## begin

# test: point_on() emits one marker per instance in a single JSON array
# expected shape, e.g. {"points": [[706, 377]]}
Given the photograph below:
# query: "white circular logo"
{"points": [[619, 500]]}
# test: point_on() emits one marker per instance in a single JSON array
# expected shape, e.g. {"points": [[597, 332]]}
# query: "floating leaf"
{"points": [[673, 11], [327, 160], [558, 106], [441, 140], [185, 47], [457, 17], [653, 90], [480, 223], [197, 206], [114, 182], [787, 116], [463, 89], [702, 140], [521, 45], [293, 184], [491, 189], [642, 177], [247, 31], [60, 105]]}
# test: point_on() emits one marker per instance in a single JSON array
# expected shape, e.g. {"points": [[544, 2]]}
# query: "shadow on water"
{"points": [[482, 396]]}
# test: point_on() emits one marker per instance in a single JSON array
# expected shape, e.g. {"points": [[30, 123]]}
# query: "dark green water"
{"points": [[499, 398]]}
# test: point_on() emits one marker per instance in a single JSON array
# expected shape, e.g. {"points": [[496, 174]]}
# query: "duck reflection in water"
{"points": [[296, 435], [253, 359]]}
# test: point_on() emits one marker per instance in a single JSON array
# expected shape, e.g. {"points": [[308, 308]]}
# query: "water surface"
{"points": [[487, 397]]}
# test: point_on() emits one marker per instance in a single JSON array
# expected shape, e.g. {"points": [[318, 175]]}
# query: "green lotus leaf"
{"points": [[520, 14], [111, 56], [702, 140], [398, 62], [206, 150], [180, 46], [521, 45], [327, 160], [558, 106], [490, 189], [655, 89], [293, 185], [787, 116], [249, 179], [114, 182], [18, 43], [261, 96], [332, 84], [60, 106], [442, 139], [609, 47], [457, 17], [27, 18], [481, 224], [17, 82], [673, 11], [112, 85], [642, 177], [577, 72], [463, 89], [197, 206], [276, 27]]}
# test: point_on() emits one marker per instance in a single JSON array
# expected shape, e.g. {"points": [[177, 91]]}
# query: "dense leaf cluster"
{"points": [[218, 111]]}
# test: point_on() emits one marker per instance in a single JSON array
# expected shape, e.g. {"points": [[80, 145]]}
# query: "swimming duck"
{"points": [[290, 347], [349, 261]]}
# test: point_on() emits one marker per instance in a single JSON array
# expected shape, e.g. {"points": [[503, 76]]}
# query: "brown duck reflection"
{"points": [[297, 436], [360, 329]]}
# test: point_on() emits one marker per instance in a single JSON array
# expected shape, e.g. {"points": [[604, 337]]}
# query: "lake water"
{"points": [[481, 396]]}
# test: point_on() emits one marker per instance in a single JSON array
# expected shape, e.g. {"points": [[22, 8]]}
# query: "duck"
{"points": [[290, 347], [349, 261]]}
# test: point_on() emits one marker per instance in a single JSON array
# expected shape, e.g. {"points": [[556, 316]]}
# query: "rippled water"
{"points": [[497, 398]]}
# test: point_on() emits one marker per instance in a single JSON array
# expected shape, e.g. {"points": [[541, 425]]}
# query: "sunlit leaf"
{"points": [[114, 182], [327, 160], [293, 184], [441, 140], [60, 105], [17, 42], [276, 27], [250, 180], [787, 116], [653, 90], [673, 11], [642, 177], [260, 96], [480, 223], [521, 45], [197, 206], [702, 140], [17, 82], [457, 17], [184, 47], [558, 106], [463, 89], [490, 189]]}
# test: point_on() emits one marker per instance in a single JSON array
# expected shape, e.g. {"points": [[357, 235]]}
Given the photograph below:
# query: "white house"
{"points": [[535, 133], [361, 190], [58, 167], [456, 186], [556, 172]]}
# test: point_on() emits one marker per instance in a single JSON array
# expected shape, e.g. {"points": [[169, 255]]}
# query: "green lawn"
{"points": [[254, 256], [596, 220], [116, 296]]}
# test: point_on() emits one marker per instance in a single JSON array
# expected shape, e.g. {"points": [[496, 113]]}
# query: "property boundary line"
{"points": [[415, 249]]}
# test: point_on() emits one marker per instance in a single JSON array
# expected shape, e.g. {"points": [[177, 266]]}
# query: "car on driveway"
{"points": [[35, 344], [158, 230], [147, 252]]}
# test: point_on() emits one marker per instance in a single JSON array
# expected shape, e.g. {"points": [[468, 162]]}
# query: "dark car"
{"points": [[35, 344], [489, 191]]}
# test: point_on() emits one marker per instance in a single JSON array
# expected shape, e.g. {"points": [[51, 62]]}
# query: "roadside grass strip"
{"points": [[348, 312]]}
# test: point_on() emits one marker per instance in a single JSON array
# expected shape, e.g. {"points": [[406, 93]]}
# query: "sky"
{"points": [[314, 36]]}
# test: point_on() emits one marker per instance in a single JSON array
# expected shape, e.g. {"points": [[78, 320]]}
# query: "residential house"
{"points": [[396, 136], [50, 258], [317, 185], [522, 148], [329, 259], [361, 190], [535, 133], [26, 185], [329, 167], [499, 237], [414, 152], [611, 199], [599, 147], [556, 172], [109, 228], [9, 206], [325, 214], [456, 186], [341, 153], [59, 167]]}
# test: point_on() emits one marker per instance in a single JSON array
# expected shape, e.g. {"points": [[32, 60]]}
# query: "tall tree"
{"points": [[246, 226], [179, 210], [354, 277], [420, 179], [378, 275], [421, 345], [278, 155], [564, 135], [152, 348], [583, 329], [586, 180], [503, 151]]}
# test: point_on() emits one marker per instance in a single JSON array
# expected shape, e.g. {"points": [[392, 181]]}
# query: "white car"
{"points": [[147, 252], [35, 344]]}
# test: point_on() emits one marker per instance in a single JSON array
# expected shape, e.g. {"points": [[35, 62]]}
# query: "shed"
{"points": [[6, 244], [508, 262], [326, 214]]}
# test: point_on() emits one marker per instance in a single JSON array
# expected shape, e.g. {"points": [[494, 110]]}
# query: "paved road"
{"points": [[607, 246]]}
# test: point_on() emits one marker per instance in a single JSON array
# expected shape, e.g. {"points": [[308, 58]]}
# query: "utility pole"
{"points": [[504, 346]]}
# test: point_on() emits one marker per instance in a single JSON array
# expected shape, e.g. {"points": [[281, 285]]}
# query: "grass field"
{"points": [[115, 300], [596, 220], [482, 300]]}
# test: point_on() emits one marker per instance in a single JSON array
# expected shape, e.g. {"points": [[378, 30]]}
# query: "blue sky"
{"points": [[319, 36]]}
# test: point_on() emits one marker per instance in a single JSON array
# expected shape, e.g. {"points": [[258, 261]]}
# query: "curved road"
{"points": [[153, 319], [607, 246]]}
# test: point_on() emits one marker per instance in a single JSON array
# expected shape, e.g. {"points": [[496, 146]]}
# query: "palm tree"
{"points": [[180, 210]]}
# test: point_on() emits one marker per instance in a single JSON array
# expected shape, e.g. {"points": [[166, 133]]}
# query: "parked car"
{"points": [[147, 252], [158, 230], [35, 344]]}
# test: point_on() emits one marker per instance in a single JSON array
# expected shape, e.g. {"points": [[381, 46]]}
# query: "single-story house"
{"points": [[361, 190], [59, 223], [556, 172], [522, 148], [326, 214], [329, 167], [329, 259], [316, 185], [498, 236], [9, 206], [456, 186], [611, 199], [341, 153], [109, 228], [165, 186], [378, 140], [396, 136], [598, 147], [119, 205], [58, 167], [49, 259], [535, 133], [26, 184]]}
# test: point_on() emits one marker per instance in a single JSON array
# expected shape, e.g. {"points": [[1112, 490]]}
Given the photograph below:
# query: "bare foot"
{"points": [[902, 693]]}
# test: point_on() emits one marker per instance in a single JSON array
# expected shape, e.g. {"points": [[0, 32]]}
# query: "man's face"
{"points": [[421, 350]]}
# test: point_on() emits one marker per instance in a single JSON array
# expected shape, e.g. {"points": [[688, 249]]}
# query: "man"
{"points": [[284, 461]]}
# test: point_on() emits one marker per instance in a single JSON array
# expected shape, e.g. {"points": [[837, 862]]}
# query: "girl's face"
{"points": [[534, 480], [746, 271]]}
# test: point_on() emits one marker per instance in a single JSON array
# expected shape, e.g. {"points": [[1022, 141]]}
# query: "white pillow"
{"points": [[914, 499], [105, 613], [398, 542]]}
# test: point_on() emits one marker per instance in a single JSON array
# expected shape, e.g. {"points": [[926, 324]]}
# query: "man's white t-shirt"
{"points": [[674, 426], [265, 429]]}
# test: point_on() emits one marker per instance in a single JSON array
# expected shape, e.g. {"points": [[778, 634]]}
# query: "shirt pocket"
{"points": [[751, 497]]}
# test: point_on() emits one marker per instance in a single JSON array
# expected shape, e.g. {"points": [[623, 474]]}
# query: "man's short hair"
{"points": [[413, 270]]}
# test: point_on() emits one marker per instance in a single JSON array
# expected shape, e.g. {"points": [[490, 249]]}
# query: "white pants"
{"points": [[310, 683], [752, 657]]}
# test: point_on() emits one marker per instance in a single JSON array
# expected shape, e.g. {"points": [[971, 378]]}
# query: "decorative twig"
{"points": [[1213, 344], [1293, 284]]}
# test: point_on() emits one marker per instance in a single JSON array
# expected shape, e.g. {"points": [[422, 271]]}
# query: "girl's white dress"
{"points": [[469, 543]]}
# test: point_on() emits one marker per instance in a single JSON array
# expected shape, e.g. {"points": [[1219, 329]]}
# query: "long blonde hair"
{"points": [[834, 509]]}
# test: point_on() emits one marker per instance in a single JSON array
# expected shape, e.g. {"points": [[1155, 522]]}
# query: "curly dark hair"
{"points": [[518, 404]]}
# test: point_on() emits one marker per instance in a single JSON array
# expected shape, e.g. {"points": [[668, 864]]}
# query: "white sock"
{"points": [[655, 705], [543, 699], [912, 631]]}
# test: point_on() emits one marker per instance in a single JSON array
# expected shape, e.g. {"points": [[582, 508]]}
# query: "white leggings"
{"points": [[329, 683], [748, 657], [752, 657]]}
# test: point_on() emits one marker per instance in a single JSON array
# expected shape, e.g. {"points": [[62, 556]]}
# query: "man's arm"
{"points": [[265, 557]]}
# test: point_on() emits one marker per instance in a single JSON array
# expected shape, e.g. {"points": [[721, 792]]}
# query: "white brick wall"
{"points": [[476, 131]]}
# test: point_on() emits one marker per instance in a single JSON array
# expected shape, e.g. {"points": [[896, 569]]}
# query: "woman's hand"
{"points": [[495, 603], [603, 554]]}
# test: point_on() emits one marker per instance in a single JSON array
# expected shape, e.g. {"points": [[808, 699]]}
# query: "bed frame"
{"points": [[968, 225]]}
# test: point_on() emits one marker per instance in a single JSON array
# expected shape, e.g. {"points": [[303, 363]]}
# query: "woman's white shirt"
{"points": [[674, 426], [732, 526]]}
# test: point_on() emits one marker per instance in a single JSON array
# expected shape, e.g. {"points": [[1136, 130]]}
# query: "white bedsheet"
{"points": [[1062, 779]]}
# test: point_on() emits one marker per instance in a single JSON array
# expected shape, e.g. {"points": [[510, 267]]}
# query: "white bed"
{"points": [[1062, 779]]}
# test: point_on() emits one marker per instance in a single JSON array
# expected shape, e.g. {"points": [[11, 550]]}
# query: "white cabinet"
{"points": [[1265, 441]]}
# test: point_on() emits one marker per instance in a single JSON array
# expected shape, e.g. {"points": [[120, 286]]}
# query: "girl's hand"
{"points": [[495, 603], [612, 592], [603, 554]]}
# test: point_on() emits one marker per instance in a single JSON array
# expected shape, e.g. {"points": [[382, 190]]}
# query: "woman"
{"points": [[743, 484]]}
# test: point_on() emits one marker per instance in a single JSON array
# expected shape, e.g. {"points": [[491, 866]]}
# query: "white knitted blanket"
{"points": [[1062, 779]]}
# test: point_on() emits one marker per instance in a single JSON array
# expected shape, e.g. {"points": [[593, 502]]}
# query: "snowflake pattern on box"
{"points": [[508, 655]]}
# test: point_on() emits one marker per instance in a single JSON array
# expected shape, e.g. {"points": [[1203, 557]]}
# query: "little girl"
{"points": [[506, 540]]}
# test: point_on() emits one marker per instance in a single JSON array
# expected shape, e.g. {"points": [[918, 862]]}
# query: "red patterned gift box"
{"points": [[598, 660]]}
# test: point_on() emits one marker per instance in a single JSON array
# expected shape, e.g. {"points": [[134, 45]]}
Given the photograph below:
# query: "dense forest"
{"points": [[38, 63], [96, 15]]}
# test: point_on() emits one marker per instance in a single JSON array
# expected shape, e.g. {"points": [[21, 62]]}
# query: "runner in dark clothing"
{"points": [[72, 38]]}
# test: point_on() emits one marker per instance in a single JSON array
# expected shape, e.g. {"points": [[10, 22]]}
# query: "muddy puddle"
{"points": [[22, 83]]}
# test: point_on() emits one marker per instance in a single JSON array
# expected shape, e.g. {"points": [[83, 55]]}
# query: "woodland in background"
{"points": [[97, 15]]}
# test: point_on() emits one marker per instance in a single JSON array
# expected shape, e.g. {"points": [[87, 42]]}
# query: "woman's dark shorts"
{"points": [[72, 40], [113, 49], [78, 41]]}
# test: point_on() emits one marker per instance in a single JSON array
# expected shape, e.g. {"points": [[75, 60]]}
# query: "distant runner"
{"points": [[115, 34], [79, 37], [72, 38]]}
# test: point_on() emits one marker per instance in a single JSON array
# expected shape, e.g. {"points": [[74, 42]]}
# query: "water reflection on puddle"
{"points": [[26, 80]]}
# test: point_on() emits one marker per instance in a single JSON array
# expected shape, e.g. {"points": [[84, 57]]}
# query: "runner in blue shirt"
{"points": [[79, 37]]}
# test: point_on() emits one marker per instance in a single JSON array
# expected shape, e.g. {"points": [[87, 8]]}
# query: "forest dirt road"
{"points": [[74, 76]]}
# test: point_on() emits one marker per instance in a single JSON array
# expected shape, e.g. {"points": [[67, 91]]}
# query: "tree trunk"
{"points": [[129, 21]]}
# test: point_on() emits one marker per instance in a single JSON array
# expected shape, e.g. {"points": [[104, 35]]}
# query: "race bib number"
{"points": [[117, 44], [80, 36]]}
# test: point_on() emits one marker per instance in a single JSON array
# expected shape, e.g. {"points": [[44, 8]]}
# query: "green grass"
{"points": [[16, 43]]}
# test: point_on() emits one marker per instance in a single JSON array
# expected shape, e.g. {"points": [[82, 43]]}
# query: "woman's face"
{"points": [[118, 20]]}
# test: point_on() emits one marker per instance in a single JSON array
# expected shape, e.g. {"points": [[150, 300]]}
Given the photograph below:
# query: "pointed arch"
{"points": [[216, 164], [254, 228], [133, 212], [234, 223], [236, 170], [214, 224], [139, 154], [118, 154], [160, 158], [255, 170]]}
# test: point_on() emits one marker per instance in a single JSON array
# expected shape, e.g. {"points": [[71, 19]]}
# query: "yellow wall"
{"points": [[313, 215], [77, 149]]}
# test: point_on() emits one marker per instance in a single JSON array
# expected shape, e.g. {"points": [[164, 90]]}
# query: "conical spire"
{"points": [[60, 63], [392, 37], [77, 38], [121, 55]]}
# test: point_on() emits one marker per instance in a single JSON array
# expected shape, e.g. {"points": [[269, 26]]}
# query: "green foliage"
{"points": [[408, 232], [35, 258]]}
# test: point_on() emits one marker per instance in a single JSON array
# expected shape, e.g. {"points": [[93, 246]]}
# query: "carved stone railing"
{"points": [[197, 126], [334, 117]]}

## end

WHAT NEEDS TO BE DONE:
Please count the lines in the records above that contain the string "duck" and reply with only that number.

ANSWER TO THE PROBLEM:
4